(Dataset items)
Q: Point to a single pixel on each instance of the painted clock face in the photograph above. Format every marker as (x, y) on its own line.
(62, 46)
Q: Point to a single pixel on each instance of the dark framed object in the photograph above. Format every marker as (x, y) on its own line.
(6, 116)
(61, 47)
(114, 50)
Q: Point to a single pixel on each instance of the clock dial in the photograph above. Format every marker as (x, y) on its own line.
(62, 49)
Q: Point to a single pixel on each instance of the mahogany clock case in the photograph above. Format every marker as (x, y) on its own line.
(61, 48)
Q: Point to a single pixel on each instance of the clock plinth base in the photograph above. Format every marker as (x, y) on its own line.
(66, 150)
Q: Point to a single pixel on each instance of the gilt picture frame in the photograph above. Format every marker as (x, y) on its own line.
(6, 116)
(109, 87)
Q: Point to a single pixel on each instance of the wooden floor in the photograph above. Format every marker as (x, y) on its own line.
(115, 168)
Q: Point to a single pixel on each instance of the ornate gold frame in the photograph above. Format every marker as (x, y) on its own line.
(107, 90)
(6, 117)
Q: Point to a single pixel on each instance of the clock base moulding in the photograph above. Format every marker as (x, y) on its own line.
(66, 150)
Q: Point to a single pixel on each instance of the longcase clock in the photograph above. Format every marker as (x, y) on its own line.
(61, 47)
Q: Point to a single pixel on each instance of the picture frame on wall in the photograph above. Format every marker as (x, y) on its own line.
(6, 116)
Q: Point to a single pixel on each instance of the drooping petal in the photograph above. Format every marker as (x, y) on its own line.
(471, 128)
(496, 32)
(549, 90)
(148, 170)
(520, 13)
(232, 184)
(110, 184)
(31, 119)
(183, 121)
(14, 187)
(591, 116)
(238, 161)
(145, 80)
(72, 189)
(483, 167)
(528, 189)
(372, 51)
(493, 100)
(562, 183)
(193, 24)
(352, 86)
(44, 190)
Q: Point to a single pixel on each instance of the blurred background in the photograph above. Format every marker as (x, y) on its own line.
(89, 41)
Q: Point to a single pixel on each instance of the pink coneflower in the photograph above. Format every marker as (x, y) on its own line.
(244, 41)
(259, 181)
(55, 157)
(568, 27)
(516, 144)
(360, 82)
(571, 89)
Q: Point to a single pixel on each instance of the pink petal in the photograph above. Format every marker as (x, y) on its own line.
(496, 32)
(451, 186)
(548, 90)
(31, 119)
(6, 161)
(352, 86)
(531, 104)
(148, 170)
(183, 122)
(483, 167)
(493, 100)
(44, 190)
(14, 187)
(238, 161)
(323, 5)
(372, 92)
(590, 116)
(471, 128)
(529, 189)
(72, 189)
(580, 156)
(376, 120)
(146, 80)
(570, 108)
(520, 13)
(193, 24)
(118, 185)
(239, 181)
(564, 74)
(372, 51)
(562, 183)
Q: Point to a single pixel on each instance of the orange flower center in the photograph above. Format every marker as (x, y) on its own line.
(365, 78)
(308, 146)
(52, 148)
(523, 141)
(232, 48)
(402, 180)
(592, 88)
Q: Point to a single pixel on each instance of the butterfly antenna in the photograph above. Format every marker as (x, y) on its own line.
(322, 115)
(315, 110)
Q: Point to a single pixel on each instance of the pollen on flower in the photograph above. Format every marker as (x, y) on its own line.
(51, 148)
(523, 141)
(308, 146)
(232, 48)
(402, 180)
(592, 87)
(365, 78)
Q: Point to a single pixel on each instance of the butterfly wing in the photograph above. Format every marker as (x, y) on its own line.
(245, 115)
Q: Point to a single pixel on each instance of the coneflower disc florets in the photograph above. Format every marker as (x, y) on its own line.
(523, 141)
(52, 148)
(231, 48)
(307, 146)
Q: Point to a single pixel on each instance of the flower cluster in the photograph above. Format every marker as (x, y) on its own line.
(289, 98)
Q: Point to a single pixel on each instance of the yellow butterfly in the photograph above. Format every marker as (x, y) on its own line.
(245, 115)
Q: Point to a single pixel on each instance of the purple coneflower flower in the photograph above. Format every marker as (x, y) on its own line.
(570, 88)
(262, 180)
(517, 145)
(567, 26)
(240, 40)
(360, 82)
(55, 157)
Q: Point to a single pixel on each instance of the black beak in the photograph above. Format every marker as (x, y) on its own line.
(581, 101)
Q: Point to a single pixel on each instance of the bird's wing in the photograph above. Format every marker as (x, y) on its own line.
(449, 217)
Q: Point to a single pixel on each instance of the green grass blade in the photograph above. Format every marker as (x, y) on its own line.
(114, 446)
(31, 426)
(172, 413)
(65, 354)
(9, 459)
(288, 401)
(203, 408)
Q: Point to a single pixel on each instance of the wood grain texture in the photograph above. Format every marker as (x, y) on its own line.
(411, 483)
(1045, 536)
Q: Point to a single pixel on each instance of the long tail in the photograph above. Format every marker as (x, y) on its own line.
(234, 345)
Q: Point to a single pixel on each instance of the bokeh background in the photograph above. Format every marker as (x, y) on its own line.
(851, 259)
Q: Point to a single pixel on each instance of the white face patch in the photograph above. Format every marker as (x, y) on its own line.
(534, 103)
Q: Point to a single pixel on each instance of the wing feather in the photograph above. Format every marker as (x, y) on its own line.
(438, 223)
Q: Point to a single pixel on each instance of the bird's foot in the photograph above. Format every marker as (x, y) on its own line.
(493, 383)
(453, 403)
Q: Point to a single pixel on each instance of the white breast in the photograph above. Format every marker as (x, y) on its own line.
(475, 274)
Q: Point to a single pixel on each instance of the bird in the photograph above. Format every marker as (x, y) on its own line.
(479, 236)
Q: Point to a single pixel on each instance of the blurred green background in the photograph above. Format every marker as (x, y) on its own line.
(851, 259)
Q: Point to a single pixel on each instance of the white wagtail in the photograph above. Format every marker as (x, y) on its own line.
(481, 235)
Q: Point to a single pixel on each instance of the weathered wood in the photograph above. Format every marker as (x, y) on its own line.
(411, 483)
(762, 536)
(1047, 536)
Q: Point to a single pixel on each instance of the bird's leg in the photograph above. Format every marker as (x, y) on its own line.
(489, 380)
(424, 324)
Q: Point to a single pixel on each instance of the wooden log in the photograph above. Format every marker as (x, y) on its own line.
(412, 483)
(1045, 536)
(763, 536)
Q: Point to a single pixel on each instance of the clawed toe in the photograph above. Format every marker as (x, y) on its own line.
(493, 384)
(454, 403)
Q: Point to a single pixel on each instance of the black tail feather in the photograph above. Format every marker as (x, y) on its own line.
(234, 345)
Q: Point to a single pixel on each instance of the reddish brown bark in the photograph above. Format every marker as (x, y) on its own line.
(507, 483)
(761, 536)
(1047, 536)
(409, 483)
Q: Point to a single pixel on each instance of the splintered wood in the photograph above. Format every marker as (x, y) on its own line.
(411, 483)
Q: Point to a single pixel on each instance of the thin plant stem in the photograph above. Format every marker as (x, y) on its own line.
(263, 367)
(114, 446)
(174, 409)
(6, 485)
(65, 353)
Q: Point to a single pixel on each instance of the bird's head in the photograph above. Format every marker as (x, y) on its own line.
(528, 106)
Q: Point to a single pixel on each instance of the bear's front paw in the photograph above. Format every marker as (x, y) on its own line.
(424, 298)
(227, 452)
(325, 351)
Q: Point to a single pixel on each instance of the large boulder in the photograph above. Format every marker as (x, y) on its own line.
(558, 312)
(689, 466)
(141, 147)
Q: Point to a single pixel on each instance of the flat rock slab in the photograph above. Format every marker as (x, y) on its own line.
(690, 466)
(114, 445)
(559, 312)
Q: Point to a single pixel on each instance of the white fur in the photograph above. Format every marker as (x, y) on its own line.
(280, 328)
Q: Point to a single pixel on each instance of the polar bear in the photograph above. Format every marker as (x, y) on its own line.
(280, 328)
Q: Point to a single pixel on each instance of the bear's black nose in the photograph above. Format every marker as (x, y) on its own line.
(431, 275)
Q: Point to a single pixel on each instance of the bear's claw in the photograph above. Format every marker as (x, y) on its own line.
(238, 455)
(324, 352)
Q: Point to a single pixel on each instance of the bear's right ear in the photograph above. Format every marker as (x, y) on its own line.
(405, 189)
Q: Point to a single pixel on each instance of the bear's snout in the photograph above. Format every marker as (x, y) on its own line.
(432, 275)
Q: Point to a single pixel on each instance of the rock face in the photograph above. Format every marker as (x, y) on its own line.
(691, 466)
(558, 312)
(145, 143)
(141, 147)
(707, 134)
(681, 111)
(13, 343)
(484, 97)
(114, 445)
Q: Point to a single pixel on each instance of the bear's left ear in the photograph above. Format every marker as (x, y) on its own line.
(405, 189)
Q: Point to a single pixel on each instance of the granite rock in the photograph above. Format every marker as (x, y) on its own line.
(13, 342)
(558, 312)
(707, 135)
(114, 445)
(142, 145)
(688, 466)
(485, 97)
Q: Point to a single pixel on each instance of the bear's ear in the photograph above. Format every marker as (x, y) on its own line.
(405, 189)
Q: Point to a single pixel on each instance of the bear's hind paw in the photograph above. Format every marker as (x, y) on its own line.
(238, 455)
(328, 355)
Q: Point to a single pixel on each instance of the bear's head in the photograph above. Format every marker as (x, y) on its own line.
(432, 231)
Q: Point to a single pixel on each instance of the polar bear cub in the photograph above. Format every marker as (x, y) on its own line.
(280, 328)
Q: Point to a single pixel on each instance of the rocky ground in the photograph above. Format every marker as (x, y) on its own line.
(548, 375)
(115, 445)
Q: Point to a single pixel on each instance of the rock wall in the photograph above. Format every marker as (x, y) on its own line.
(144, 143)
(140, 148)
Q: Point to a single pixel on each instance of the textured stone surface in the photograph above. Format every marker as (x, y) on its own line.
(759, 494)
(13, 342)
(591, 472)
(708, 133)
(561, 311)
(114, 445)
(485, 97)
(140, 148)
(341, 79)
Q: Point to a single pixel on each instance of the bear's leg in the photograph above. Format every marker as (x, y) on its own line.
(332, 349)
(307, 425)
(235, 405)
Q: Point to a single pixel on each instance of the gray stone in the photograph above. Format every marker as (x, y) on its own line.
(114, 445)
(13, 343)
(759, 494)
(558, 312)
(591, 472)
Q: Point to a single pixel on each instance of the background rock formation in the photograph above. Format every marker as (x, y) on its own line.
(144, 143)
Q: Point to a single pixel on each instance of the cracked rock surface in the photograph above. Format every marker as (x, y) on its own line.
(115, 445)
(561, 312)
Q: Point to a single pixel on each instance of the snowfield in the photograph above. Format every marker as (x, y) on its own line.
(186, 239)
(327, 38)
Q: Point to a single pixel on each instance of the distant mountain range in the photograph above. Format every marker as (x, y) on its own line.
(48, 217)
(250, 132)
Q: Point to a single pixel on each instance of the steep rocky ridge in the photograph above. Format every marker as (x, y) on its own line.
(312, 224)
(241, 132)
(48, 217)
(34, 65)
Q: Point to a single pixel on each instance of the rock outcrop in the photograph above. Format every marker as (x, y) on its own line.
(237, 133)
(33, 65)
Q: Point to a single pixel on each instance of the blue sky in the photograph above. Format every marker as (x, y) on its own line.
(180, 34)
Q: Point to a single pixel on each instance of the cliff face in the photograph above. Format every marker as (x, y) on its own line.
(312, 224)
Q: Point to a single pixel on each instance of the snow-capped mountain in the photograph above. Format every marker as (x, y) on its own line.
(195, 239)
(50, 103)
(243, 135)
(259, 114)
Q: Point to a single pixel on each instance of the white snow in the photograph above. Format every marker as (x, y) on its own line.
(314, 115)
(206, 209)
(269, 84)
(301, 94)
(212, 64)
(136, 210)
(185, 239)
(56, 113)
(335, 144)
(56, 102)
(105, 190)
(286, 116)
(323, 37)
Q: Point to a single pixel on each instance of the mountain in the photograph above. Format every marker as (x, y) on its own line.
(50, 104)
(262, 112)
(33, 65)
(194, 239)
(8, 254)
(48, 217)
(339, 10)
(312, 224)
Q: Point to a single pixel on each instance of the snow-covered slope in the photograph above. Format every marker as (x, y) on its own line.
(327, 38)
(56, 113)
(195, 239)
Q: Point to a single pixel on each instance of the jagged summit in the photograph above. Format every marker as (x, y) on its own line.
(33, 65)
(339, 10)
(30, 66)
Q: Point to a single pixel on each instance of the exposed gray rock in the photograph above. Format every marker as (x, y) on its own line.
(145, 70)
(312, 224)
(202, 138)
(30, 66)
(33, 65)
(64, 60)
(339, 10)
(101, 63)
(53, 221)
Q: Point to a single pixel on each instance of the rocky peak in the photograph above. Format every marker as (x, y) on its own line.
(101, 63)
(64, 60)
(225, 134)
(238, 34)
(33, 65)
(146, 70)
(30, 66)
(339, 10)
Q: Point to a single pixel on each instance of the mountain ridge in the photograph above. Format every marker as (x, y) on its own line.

Stated task - Repeat only the stretch of lines that begins at the line containing "of the cliff" and ends at the last line above, both included.

Written solution -
Q: Point to a single pixel on each instance of the cliff face in the photograph above. Format every marker as (x, y) on its own line.
(312, 224)
Q: Point to a single pixel on each instance of the snow-capped mountain in the photograph above. Format every marker as (x, y) on its own line.
(195, 239)
(50, 103)
(243, 135)
(259, 114)
Q: Point to a single pixel on each instance of the white snow in the photograph above. Format every marker as (x, y) on its own line.
(314, 115)
(206, 209)
(269, 84)
(301, 94)
(212, 64)
(136, 210)
(185, 239)
(56, 113)
(335, 144)
(56, 102)
(105, 190)
(286, 116)
(323, 37)
Q: Point to a single pixel on each instance of the mountain in the photograph above. Format every marker as (x, y) on its own line.
(50, 104)
(262, 112)
(33, 65)
(194, 239)
(8, 254)
(48, 217)
(339, 10)
(312, 224)
Q: Point to a single pixel on each instance of the snow-covered slope in the photograph above. Format every marker as (x, y) on its own line.
(327, 38)
(56, 113)
(195, 239)
Q: Point to a single pixel on each instance of the jagged summit in the photograph above. Format every marker as (x, y) on its own line.
(33, 65)
(339, 10)
(30, 66)
Q: Point to a single pixel on each instance of the exposed gray rock in the photograph above. Format every marker as (x, y) on its own line.
(145, 70)
(312, 224)
(202, 138)
(30, 66)
(33, 65)
(64, 60)
(339, 10)
(101, 63)
(53, 221)
Q: Point to a single pixel on each instance of the rocky peak in the photograph above. Format every marker as (x, y) on its own line.
(101, 63)
(64, 60)
(225, 134)
(238, 34)
(33, 65)
(146, 70)
(30, 66)
(339, 10)
Q: Point to a single pixel on each instance of the mountain ridge in the photograph above. Format every marker as (x, y) on its own line.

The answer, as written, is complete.